*BRANO PROPOSTO*:
I convulsi preparativi erano finiti. I parenti e i vicini premevano. L'essere in tanti dava coraggio, ma faceva aumentare anche il turbamento perché l'esodo stava assumendo dimensioni bibliche, con il rombo dei cannoni come lugubre accompagnamento.
Ognuno aveva il suo fagotto da portare: il necessario per il cambio, qualche indumento e' coperta, pane, un po' di zucchero, farina, patate, formaggio, la marmellata di sambuco, qualche gallina da spennare; ma anche la padella per il caffè e il paiolo,per la polenta perfino la bambola e la cartella con i libri di scuola.
Per le strade aumentava il vocio e l'andirivieni.
Dove si sarebbe arrivati? Si sapeva solo che Pergine sarebbe stata la prima destinazione.
I carretti tirati e sospinti a mano, i "carìoi"
(Cariòl: carretto a due ruote con cassa di legno.) e i carri trainati da vacche erano stracarichi; fra i sacchi, gli zaini, qualche forma di formaggio, e talora anche la damigiana di vino, comparivano e scomparivano i bambini più piccoli.
Gli altri seguivano col proprio fardello, tenendo in mano lo spago delle bestie che non potevano abbandonare.
Chi aveva voluto provare a trascinare anche il maiale, dovette rinunciare ben presto disperato, e lasciarlo libero per i prati della Larganza.
La Carolina, vecchia e sola (non tornerà da Mìtterndorf), portava in una gerla tutti i suoi averi, comprese le galline.
Su un carro si agitava un nugolo di bambini dei Larganzoni appartenenti ai Belini e ai Mosegoti.
Si tenevano d'occhio perché qualcuno non cadesse; a una famiglia succederà di arrivare a Pergine senza il bambino caduto dal carro durante la notte e di ritrovarlo il giorno seguente fra i compaesani che l'avevano raccolto.
Aggravarono il dramma dell'esodo certe particolari situazioni che nella normalità potevano non costituire problema o che addirittura erano motivo di grande gioia: l'attesa di una nuova creatura, la presenza nella culla di un neonato.
Tanti erano i bambini da allattare, di pochi giorni persino, sistemati in carrozzine o tenuti in grembo.


(Foto collezione privata)

*ESERCIZI PROPOSTI*:
1. Nel brano sull'esodo, riporta il testo compreso tra "Si tenevano d'occhio" e "(Foto collezione privata)", estremi inclusi, rinominando "Pergine" in "Trento".
2. Traduci in inglese questa frase del brano sull'esodo: "Per le strade aumentava il vocio e l'andirivieni."

Righe di puntamento
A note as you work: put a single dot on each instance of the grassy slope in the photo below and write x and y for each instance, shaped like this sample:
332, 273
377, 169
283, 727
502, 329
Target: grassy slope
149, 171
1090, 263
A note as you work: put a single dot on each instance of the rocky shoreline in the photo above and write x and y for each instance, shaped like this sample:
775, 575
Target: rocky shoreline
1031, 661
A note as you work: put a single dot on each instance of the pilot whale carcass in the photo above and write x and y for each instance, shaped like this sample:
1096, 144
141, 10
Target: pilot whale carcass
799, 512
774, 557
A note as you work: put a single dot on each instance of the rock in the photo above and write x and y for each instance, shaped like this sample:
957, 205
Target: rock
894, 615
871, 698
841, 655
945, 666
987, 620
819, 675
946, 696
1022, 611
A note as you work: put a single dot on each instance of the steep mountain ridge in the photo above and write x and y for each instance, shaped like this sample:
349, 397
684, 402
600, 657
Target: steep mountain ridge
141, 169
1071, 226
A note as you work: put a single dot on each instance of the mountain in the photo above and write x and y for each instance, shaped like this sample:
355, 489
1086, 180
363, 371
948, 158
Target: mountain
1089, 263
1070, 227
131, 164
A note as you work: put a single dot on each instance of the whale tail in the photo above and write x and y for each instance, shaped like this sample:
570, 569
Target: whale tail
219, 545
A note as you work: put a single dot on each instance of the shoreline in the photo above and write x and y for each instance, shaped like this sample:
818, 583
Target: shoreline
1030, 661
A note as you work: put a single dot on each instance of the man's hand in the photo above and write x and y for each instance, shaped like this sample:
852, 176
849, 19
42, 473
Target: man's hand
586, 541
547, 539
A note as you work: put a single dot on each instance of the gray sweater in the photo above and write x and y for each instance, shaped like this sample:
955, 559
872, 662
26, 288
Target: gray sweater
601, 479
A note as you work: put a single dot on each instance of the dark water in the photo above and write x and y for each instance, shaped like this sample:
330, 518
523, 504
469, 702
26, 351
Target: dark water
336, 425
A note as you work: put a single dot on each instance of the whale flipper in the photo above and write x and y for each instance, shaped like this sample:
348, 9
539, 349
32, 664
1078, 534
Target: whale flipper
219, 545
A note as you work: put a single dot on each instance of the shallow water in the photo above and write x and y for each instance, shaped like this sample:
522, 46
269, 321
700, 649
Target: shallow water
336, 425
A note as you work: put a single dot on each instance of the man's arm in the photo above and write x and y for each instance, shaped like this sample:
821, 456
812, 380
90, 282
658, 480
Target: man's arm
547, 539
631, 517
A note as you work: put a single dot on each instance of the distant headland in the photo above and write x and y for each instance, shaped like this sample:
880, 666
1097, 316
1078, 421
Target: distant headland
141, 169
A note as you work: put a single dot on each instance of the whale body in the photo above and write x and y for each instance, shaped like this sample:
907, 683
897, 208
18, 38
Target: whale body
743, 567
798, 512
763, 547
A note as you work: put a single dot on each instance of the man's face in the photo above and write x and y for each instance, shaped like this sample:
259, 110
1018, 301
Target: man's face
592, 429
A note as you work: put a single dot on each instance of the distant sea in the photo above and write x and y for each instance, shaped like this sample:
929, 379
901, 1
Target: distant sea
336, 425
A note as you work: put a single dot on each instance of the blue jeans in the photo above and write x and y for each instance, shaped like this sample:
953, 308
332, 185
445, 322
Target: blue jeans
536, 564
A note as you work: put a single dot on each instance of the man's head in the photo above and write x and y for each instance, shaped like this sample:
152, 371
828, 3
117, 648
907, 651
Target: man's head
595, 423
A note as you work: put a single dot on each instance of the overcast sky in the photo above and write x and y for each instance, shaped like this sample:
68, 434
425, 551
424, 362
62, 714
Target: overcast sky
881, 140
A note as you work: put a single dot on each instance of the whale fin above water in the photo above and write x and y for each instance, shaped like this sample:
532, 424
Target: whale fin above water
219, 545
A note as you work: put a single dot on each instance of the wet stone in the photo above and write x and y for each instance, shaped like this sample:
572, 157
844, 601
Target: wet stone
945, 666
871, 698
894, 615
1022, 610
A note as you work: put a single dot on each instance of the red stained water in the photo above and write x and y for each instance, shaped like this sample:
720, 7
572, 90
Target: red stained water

*RISPOSTE PER ESERCIZIO*:
1.
Si tenevano d'occhio perché qualcuno non cadesse; a una famiglia succederà di arrivare a Trento senza il bambino caduto dal carro durante la notte e di ritrovarlo il giorno seguente fra i compaesani che l'avevano raccolto.
Aggravarono il dramma dell'esodo certe particolari situazioni che nella normalità potevano non costituire problema o che addirittura erano motivo di grande gioia: l'attesa di una nuova creatura, la presenza nella culla di un neonato.
Tanti erano i bambini da allattare, di pochi giorni persino, sistemati in carrozzine o tenuti in grembo.


(Foto collezione privata)

2. In the streets, the clamor and the coming and going grew.